EX-99 3 ex99-1.htm CERT. OF LIMITED PARTNERSHIP OF EMPIRE Certificate of Limited Partnership

CERTIFICATE OF LIMITED PARTNERSHIP

OF

EMPIRE EXPLORATION COMPANY

        Pursuant to Article 8 of the New York Partnership Law

        WE, THE UNDERSIGNED, desiring to form a limited partnership pursuant to the laws of the State of New York, certify as follows:

        1. The name of the Partnership is EMPIRE EXPLORATION COMPANY.

        2. The character of the business of the Partnership is to invest and become general partner in a partnership which will engage in oil and gas drilling, production, operation and marketing in Villenova Township, Chautauqua County, and Dayton Township, Cattaraugus County, New York, and the doing of any and all things incident there to or connected therewith.

        3. The principal place of business of the Partnership is at 10 Lafayette Square, Buffalo, New York, 14203.

        4. The name and place of residence of the General and Limited Partner are:

        The General Partner:
        EMPIRE EXPLORATION, INC.
        10 Lafayette Square
        Buffalo, New York 14203

        The Limited Partner:
        HERMAN P. LOONSK
        142 Bryant Street
        Buffalo, New York 14222

        5. The Partnership shall terminate on December 31, 2013, unless sooner terminated and dissolved upon the happening of any one of the following events:

        5.1. The withdrawal or incapacity of the General Partner.

        5.2 The sale or other disposition at one time of all or substantially all of the Partnership assets, by the consent of the Limited and General Partner.

        5.3 The election to dissolve the Partnership by the consent of the Limited and General Partner.

        5.4 The happening of any other event causing the dissolution of the Partnership under the laws of the State of New York.

        6. The Limited Partner has agreed to contribute cash to the Partnership in an amount equal to 5% of the Partnership’s capital contribution to Empire 1983 Drilling Program, a New York limited partnership for which the Partnership will act as general partner; but in no event will he be obligated to contribute more than $25,000.00. Such contribution shall be made no later than 30 days from November 30, 1983 or such other date as may be designated by the General Partner.

        7. No additional contribution needs to be made by the Limited Partner.

        8. No time has been agreed upon for the return of the contribution of the Limited Partner.

        9. The share of the profits or other compensation by way of income which the Limited Partner shall receive by reason of his contribution is 5%.

        10. The Partnership Agreement contains the following provisions relating to the right of the Limited Partner to substitute an assignee as contributor in his place:

        10.1 No sale, transfer or assignment of the Limited Partner's interest may be made if the transfer would result in the violation of any federal or state securities laws.

        10.2 The Limited Partner's interest may not be assigned or transferred to a minor or an incompetent except by will or intestate succession.

◆ **Objectives**:
1 – Reproduce, word for word, the part of the certificate of limited partnership that opens with the words containing "5.2 The sale" and closes with "assets, by the consent of the Limited and General Partner.".
2 – In the certificate of limited partnership, condense the paragraph beginning "The Limited Partner has agreed to contribute cash" into two shorter sentences that keep its main facts.
3 – According to the certificate of limited partnership, what is the address of the Partnership's principal place of business?

◆ **Provided information**:
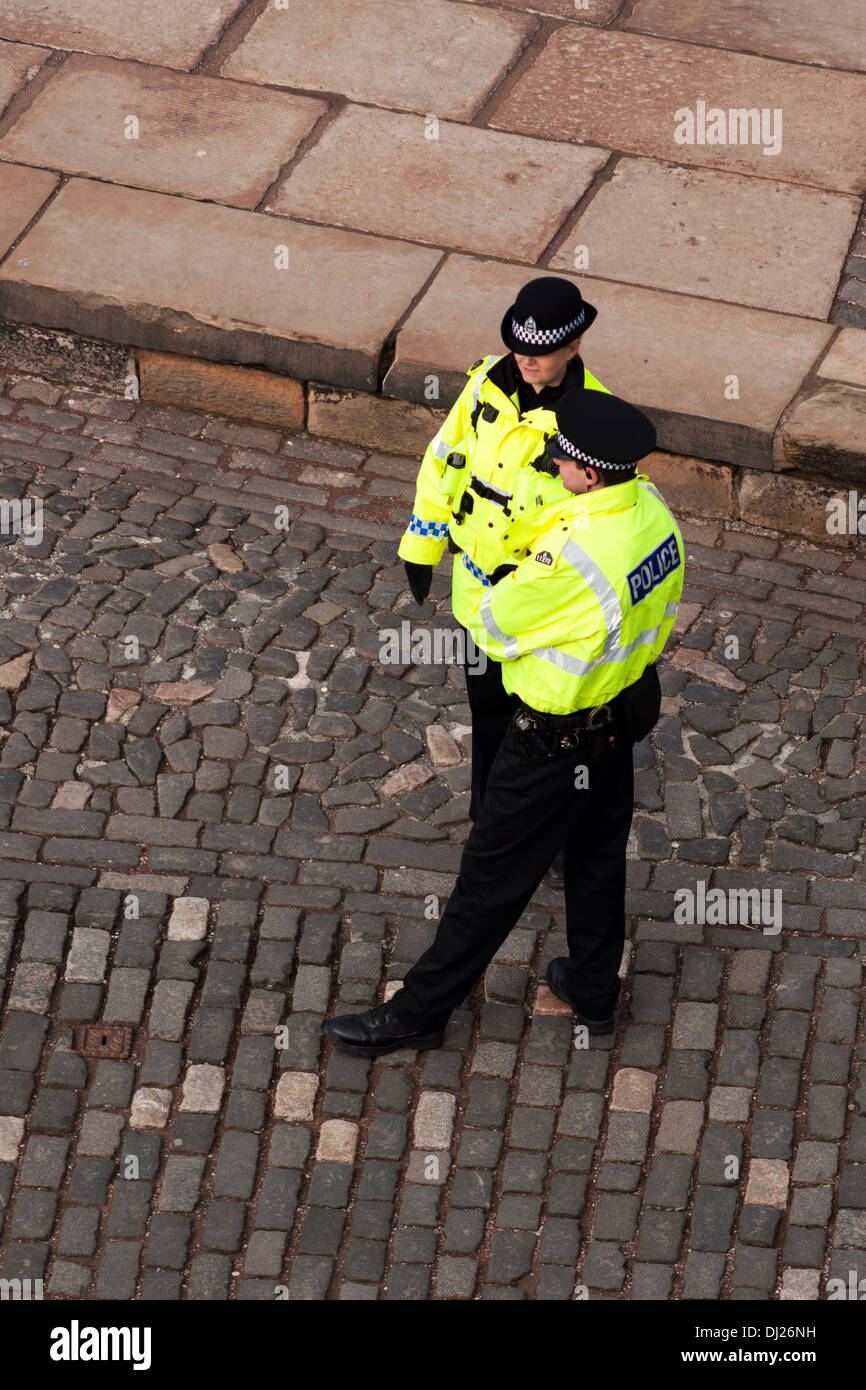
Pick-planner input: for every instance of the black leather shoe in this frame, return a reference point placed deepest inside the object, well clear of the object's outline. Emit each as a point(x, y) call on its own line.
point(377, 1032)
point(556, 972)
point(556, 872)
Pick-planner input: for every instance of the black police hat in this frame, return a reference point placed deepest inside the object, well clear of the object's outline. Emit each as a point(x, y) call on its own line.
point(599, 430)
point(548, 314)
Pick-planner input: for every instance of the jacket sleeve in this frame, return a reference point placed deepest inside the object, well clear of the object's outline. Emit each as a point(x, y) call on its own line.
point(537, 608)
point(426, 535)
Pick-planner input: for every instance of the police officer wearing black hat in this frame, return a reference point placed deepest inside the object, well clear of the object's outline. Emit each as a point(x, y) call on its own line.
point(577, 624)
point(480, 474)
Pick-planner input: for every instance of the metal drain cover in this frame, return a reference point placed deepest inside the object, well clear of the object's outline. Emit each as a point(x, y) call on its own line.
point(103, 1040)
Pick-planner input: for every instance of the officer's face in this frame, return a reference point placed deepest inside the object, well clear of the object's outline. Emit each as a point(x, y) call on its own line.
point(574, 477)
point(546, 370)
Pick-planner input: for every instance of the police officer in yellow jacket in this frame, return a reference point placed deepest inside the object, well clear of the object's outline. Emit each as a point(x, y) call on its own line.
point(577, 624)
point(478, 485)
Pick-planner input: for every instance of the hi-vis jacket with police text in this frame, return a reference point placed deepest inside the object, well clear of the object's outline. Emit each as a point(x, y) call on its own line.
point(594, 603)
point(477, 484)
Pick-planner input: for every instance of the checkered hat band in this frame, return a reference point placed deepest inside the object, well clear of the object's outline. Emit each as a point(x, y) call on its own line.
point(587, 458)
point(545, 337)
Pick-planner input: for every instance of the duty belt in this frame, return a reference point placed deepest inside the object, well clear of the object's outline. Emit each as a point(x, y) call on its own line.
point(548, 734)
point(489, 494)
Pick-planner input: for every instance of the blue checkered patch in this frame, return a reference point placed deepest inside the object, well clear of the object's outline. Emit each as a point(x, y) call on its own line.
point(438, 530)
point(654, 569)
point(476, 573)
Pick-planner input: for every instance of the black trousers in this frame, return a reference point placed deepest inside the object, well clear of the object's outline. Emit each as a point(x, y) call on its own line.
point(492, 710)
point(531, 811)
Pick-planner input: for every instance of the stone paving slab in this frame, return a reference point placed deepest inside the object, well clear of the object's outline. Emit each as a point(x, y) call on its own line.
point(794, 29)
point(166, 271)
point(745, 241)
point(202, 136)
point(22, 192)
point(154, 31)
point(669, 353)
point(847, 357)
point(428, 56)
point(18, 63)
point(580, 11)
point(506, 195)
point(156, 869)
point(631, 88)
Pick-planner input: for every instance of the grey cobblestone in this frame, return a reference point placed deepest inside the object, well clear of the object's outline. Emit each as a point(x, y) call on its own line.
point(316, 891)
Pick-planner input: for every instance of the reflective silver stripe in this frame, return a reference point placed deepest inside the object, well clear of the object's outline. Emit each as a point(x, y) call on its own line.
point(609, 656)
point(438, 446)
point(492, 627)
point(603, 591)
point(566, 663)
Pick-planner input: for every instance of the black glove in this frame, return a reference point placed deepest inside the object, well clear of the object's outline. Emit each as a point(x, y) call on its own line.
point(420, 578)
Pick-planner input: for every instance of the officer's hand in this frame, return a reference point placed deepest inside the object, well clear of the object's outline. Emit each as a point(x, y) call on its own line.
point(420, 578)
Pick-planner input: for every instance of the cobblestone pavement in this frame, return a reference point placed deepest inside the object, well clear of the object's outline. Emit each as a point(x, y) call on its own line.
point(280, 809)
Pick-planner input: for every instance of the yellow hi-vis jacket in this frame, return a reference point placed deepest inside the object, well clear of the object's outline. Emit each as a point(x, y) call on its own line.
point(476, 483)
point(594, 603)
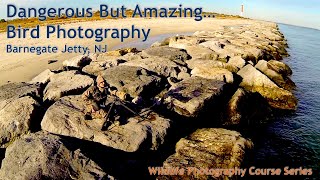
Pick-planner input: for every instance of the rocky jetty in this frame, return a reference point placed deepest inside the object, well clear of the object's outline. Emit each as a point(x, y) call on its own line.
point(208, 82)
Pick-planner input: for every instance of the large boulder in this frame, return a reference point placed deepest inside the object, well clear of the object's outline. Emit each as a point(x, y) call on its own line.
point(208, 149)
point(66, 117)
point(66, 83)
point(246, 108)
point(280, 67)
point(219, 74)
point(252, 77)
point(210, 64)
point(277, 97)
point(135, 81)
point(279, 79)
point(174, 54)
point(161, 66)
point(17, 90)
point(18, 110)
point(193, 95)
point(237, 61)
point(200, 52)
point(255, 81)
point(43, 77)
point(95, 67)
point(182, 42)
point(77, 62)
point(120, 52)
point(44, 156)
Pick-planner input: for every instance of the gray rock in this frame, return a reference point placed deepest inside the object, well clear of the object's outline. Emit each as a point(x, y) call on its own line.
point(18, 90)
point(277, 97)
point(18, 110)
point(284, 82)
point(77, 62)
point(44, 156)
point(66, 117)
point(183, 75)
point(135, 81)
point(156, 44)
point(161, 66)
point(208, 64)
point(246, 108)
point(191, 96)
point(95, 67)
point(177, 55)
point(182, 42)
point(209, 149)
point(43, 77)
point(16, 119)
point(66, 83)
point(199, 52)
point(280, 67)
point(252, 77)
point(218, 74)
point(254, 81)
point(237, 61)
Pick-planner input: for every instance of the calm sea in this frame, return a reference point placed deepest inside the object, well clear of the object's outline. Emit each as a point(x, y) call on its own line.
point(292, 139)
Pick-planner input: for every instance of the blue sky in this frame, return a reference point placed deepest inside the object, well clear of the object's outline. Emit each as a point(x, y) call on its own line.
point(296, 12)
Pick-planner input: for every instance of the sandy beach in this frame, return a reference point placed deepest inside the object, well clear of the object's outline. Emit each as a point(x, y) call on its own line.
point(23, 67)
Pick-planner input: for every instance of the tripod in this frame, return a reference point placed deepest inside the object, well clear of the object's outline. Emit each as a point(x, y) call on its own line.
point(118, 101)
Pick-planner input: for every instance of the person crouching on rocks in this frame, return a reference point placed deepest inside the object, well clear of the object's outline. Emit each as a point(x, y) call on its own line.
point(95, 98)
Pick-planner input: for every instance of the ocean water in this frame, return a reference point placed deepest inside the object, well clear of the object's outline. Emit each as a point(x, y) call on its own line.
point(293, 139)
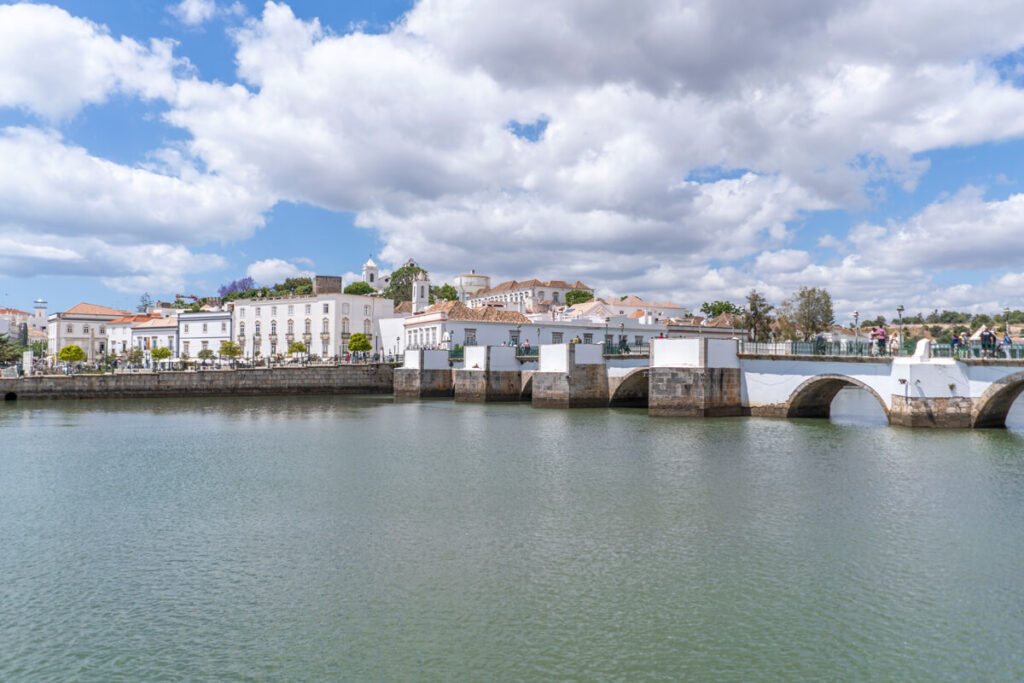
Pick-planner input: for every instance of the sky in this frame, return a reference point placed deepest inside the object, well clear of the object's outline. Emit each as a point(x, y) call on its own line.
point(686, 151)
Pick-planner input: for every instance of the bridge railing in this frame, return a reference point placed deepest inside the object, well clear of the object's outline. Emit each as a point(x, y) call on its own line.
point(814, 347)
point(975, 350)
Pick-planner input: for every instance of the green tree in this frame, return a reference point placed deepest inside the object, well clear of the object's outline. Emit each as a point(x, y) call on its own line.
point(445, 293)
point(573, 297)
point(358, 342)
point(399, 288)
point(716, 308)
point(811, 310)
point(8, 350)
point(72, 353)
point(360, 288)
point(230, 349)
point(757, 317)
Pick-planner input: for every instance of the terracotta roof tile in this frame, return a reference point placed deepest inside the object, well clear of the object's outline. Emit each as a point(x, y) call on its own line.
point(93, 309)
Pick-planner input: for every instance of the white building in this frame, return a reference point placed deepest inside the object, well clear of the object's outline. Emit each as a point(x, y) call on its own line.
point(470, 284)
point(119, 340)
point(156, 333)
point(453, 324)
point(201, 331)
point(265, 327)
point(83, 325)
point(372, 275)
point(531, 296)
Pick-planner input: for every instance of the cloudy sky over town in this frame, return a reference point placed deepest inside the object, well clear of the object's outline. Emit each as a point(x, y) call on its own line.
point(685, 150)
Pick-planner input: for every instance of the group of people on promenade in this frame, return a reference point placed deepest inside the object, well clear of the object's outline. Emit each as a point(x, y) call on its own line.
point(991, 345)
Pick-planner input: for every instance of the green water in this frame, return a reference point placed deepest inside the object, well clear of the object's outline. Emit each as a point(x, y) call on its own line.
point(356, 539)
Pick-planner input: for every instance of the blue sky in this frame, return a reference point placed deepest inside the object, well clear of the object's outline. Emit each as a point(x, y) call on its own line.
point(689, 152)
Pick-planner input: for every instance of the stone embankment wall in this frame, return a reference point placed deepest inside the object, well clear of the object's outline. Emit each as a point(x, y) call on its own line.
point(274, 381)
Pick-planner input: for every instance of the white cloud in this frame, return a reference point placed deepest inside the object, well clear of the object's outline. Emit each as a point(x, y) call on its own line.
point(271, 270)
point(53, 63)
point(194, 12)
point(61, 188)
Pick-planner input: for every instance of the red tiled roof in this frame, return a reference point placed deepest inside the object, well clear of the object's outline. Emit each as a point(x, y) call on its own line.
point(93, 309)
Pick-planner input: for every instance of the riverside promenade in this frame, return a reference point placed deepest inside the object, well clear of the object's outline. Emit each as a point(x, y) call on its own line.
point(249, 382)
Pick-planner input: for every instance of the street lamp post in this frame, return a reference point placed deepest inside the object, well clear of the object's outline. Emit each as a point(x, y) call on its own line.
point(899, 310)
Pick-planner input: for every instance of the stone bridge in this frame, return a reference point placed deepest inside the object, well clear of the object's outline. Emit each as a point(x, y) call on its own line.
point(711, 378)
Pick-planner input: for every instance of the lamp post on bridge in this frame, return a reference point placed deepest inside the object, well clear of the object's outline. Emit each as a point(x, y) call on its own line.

◆ **Responses to the tasks**:
1 –
5.2 The sale or other disposition at one time of all or substantially all of the Partnership assets, by the consent of the Limited and General Partner.

2 – The Limited Partner will contribute cash equal to 5% of the Partnership's capital contribution to Empire 1983 Drilling Program, a New York limited partnership for which the Partnership will act as general partner, up to a maximum of $25,000.00. The payment is due no later than 30 days from November 30, 1983, or on another date the General Partner designates.

3 – 10 Lafayette Square, Buffalo, New York, 14203.